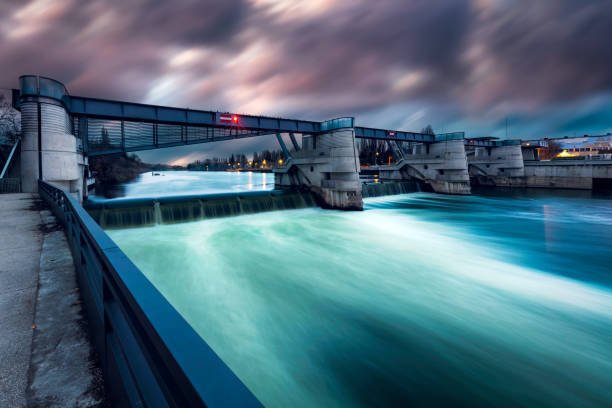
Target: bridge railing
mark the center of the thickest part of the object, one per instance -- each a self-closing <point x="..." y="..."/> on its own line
<point x="338" y="123"/>
<point x="444" y="137"/>
<point x="150" y="355"/>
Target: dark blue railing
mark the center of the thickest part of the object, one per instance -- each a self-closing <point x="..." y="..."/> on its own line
<point x="151" y="357"/>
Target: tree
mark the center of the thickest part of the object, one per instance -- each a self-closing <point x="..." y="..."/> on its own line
<point x="10" y="122"/>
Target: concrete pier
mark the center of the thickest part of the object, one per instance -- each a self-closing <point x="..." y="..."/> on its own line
<point x="327" y="165"/>
<point x="49" y="149"/>
<point x="573" y="174"/>
<point x="441" y="165"/>
<point x="496" y="165"/>
<point x="46" y="356"/>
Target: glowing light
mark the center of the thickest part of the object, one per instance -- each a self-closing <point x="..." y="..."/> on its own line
<point x="565" y="153"/>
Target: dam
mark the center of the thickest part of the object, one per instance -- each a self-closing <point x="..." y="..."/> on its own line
<point x="256" y="290"/>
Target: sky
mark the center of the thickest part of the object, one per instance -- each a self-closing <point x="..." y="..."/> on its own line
<point x="544" y="67"/>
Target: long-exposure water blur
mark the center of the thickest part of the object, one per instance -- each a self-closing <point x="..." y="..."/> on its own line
<point x="502" y="298"/>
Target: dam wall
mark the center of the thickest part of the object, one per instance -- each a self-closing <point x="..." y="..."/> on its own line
<point x="138" y="212"/>
<point x="49" y="149"/>
<point x="328" y="166"/>
<point x="574" y="174"/>
<point x="496" y="165"/>
<point x="442" y="166"/>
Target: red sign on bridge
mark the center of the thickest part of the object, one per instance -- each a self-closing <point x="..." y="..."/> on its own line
<point x="228" y="118"/>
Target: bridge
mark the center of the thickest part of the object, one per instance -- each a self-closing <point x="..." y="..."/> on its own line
<point x="149" y="355"/>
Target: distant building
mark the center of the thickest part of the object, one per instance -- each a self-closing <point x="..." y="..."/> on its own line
<point x="584" y="146"/>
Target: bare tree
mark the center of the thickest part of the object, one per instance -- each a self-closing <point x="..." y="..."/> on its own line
<point x="10" y="121"/>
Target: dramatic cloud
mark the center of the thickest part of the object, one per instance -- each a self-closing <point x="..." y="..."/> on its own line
<point x="460" y="65"/>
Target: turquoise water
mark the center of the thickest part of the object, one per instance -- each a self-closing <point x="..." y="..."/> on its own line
<point x="497" y="299"/>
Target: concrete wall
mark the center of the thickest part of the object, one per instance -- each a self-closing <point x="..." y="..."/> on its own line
<point x="442" y="165"/>
<point x="62" y="163"/>
<point x="328" y="165"/>
<point x="496" y="166"/>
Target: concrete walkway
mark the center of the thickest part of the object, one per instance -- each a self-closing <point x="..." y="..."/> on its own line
<point x="45" y="356"/>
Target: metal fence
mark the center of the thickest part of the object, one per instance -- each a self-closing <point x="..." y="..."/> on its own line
<point x="150" y="355"/>
<point x="338" y="123"/>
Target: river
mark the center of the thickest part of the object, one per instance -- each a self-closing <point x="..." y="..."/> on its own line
<point x="502" y="298"/>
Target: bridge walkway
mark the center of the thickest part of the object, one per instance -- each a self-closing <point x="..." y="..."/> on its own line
<point x="45" y="355"/>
————————
WHAT YOU SHOULD DO :: Write the lines above out again exactly, without any of their pictures.

EXPECTED ANSWER ::
Target: bridge railing
mark the center of the thickest part of the object, one per instance -- each a self-closing <point x="..." y="..."/> on its own line
<point x="338" y="123"/>
<point x="444" y="137"/>
<point x="150" y="355"/>
Target: dark blue railing
mark the center of the thickest part of the object, one per instance -- each a self-closing <point x="..." y="..."/> on its own line
<point x="151" y="357"/>
Target: tree
mark the center of the thickest part of the object, one per instance -- each a self-closing <point x="..." y="..."/> on its own line
<point x="10" y="122"/>
Target: concrete pier
mark the center of the thickest part of the object, one per instance -- each a self-closing <point x="..." y="..."/> on its own line
<point x="327" y="165"/>
<point x="49" y="149"/>
<point x="573" y="174"/>
<point x="441" y="165"/>
<point x="496" y="165"/>
<point x="46" y="356"/>
Target: glowing light
mark the center of the thickest part of the object, one per instance -- each a self-closing <point x="..." y="..."/> on its own line
<point x="565" y="153"/>
Target: dam
mark the center of the thickest part of the object, one per instance -- each a self-closing <point x="..." y="..."/> on its own line
<point x="256" y="290"/>
Target: sky
mark the center of the thickest part of the object, one per instance -- each a self-closing <point x="..." y="..."/> on its own line
<point x="544" y="67"/>
Target: long-exposure water blur
mark the center of the thickest part of the object, one per instance -- each a self-closing <point x="..." y="..."/> on its own line
<point x="502" y="298"/>
Target: dam wall
mark the center of the thickest part of the object, one per instance -- each a self-closing <point x="..." y="..."/> on its own line
<point x="138" y="212"/>
<point x="49" y="149"/>
<point x="328" y="166"/>
<point x="574" y="174"/>
<point x="496" y="165"/>
<point x="442" y="166"/>
Target: red sign on bridge
mark the center of the thickest part of the object, one per instance -- each a self-closing <point x="..." y="..."/> on its own line
<point x="228" y="118"/>
Target: bridge
mark the center of the thickest part of the object, one per instance -- each a self-closing <point x="..." y="..."/> on its own line
<point x="149" y="355"/>
Target: distant building
mark the center of the thickest part of the object, one per instance -- each a self-closing <point x="..." y="..."/> on its own line
<point x="584" y="146"/>
Target: bare tree
mark the center of the thickest part of the object, one per instance -- each a self-closing <point x="..." y="..."/> on its own line
<point x="10" y="121"/>
Target: dramatic cloud
mark the center of the thickest part of the object, one per instance -- each a self-closing <point x="..." y="..."/> on its own line
<point x="460" y="65"/>
Target: turquoise water
mark the center of the thickest part of the object, one per instance -- each a self-closing <point x="..." y="..."/> on its own line
<point x="497" y="299"/>
Target: concrete wall
mark the center of the thickest part of the object, one per instance -- each a self-closing <point x="..." y="..."/> on its own line
<point x="442" y="165"/>
<point x="62" y="163"/>
<point x="328" y="165"/>
<point x="496" y="166"/>
Target: concrete walkway
mark the center of the thickest part of the object, one per instance -- each a self-closing <point x="..." y="..."/> on its own line
<point x="45" y="356"/>
Target: metal fence
mark the center of the thickest part of the object, one per instance -- each a self-closing <point x="..." y="..."/> on its own line
<point x="150" y="355"/>
<point x="338" y="123"/>
Target: river
mark the center of the thickest part of the object, one per instance -- each a self-closing <point x="..." y="..."/> on its own line
<point x="502" y="298"/>
Target: bridge walkway
mark the center of the thickest part of the object, one per instance -- each a self-closing <point x="..." y="..."/> on its own line
<point x="45" y="355"/>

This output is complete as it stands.